--- BEGIN ---

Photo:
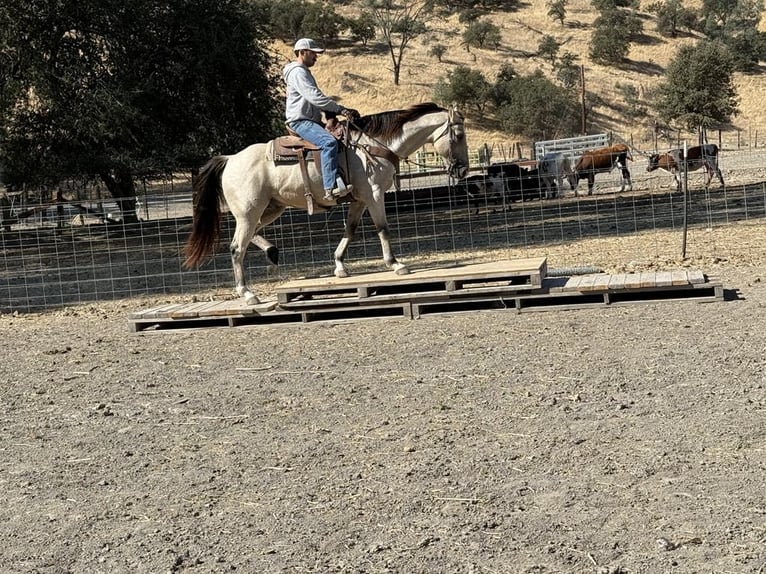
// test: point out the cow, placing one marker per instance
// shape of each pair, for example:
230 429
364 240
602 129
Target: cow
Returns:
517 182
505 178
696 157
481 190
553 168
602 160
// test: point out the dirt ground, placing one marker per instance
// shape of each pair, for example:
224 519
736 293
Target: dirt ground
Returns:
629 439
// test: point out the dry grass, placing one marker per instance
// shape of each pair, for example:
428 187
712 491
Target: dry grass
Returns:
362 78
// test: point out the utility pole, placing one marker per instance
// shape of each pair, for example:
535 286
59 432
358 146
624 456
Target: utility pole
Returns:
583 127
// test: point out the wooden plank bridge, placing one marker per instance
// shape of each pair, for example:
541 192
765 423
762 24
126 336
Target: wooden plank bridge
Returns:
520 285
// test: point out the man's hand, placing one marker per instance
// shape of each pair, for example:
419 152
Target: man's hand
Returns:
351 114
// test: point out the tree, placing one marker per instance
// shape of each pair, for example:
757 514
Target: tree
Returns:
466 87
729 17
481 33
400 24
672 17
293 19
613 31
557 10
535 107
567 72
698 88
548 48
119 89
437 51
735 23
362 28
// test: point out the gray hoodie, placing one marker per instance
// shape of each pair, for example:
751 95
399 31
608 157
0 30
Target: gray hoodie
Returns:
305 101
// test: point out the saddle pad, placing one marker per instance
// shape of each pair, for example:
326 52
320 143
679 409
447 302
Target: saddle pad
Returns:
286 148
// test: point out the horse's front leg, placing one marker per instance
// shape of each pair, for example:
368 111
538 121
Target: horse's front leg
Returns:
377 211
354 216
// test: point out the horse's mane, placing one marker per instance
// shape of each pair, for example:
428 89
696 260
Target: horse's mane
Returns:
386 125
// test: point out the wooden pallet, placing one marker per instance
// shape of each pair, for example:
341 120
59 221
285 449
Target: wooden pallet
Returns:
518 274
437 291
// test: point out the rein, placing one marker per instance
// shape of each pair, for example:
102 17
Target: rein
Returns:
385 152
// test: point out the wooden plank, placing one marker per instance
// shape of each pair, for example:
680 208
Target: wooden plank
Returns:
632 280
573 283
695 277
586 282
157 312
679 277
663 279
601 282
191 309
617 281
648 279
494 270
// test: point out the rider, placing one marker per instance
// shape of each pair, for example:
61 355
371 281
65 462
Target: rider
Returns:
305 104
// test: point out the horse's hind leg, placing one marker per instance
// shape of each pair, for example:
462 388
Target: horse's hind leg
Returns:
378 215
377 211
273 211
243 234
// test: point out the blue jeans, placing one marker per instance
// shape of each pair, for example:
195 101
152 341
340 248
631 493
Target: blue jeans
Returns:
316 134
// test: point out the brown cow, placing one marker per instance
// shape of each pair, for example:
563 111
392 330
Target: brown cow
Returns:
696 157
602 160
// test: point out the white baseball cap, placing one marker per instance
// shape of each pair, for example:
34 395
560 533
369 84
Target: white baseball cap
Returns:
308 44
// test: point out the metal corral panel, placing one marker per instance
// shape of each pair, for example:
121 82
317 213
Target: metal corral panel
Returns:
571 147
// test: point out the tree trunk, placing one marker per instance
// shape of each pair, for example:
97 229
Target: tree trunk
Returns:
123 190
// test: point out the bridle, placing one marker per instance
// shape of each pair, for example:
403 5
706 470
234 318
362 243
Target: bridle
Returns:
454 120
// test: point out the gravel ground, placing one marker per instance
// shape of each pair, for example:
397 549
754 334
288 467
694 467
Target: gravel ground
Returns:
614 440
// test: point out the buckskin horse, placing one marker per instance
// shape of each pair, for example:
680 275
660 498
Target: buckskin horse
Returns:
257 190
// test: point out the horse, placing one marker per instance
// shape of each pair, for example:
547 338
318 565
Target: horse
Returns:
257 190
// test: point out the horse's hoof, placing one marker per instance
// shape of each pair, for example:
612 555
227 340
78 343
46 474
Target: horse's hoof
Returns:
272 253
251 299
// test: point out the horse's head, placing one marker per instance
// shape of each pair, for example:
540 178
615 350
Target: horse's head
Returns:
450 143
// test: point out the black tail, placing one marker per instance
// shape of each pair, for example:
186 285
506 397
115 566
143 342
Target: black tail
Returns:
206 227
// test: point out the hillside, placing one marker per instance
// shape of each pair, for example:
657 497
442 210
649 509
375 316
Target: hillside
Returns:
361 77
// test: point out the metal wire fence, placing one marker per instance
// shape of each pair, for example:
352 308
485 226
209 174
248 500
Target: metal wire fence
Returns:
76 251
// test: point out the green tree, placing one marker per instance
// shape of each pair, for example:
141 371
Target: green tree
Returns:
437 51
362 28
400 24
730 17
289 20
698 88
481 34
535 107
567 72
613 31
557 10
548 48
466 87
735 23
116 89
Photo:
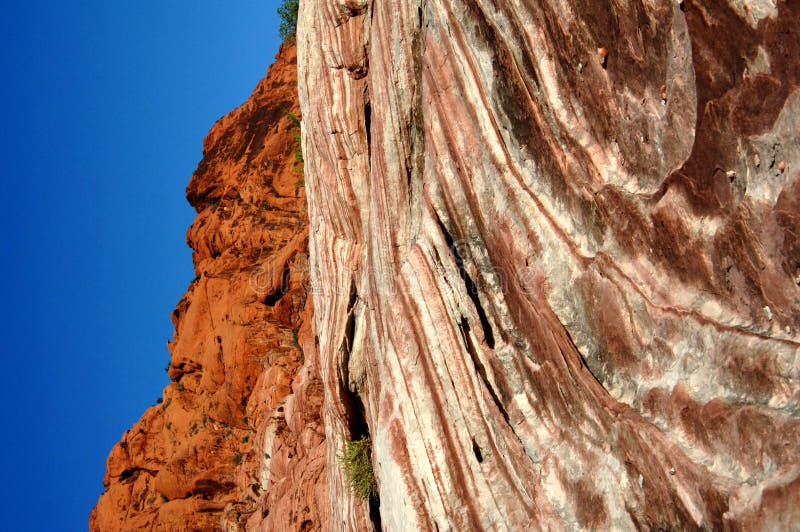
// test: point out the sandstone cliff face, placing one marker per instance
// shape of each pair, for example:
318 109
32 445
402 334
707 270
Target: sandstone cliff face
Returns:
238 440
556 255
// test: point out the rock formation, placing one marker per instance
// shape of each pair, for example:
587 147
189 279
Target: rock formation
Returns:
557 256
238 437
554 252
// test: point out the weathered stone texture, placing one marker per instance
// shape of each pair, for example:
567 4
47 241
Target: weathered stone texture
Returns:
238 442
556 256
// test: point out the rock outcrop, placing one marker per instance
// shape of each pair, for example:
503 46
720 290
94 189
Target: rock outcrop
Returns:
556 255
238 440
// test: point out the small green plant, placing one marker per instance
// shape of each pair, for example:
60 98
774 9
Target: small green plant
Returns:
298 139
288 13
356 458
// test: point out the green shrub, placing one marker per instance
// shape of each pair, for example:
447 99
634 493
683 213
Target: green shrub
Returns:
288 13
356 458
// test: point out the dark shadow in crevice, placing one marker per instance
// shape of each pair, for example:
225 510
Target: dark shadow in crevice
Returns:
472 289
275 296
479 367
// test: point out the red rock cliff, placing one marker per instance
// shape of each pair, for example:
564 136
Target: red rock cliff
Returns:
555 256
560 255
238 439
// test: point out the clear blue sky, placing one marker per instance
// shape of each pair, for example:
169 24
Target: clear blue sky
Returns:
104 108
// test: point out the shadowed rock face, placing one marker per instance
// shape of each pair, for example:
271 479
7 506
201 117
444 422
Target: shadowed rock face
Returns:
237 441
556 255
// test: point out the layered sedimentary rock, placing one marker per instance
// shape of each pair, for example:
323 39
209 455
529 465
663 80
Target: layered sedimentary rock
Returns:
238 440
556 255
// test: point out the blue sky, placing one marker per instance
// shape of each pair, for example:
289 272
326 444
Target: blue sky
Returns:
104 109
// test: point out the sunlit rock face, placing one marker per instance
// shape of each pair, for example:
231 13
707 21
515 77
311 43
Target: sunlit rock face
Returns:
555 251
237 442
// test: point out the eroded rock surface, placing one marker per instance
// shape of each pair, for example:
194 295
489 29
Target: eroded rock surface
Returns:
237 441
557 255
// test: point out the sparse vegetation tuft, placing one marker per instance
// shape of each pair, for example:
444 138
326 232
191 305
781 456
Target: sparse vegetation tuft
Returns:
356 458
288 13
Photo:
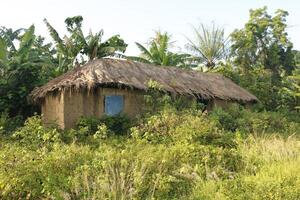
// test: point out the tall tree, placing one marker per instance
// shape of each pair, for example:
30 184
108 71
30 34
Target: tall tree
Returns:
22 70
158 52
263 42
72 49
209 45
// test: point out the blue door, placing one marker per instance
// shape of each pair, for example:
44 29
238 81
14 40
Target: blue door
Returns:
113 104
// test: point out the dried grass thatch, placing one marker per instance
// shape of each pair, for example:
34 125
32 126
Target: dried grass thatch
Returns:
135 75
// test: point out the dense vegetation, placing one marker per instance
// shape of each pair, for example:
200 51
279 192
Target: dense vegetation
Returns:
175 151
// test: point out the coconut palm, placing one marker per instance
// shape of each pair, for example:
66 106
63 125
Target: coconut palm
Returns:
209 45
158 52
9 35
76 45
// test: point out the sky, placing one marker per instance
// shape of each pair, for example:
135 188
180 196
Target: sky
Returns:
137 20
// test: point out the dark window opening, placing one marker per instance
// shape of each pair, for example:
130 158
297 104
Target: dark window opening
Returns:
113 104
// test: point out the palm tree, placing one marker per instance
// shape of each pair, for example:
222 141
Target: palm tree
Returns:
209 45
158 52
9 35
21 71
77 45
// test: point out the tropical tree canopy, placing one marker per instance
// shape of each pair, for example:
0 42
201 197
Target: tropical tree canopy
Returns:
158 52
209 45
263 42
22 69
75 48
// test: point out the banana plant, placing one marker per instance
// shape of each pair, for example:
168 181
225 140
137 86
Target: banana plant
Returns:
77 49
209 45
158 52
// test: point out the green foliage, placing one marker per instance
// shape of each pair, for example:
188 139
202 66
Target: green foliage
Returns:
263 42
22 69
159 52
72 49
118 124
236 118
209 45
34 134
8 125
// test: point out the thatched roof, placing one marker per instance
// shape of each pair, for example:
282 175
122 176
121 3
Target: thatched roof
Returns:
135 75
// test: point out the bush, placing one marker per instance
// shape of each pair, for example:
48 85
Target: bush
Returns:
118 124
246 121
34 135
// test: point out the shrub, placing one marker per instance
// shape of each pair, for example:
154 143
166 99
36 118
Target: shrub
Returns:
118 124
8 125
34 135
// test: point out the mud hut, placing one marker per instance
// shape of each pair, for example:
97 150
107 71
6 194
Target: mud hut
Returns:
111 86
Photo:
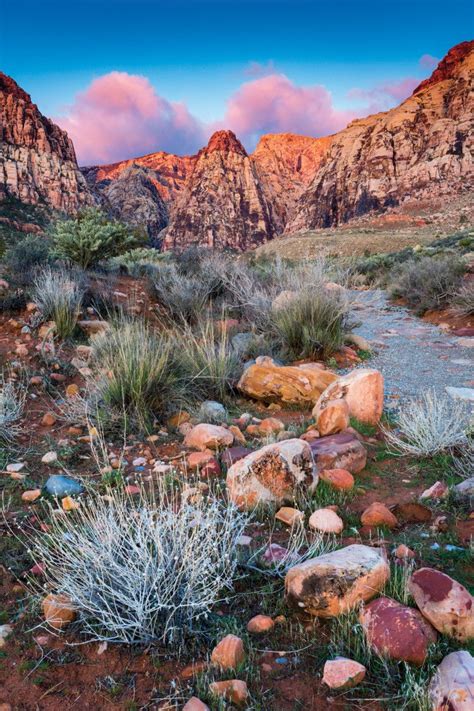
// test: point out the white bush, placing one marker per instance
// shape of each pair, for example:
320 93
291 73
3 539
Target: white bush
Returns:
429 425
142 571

--- END ---

- _Job_:
Return verbatim every line from the line containing "opening, placing one marker per instance" to the last line of the entries above, inclusive, and leave out the pictures.

- _Response_:
// test: point out the dark window opening, placing one marker per instance
// shape of each pair, for example:
130 158
297 104
Target: dark window opening
Returns:
113 104
// test: point out the palm tree, placing one marker per instance
// shape of each pair, for example:
222 141
Target: palm tree
Returns:
209 45
158 52
9 35
21 71
77 45
// test: point out the tropical tree canopy, placing one marker per instance
// shape of each pair, for example:
0 42
201 197
Target: tropical tree canopy
Returns:
158 52
209 45
263 42
22 69
75 48
// test: point out the banana plant, placing one marker per instance
// shape of each pair, for example:
168 181
225 140
137 86
Target: banana plant
Returns:
77 49
209 45
158 52
// test: point out the green foliage, placing one marker per instance
// shape of each pair, for example:
188 139
202 66
Target: green foliage
Returns:
263 42
22 69
159 52
72 49
118 124
236 118
209 45
34 134
8 125
// test: point out the thatched roof, placing one marker per instance
// shape of each pair, for example:
282 175
122 176
121 3
Target: thatched roof
Returns:
135 75
// test: point out the bush, placing one marker per instance
// shape of each pair, for example:
48 85
Target: bush
Returns:
118 124
246 121
34 135
// test: point out the shrub, placing one marker per instance
// shape of each pair, for example:
154 143
166 99
36 118
Target: shrub
Returns:
118 124
8 125
34 135
// test: point out the mud hut, placing one marker per instance
// shape of each pair, for example:
97 150
107 71
6 194
Target: mud hut
Returns:
111 86
Photo:
// test: point out the white bush, placing one marker per instance
// shape of each pair, for example:
320 93
291 73
3 539
Target: white bush
Returns:
429 425
142 571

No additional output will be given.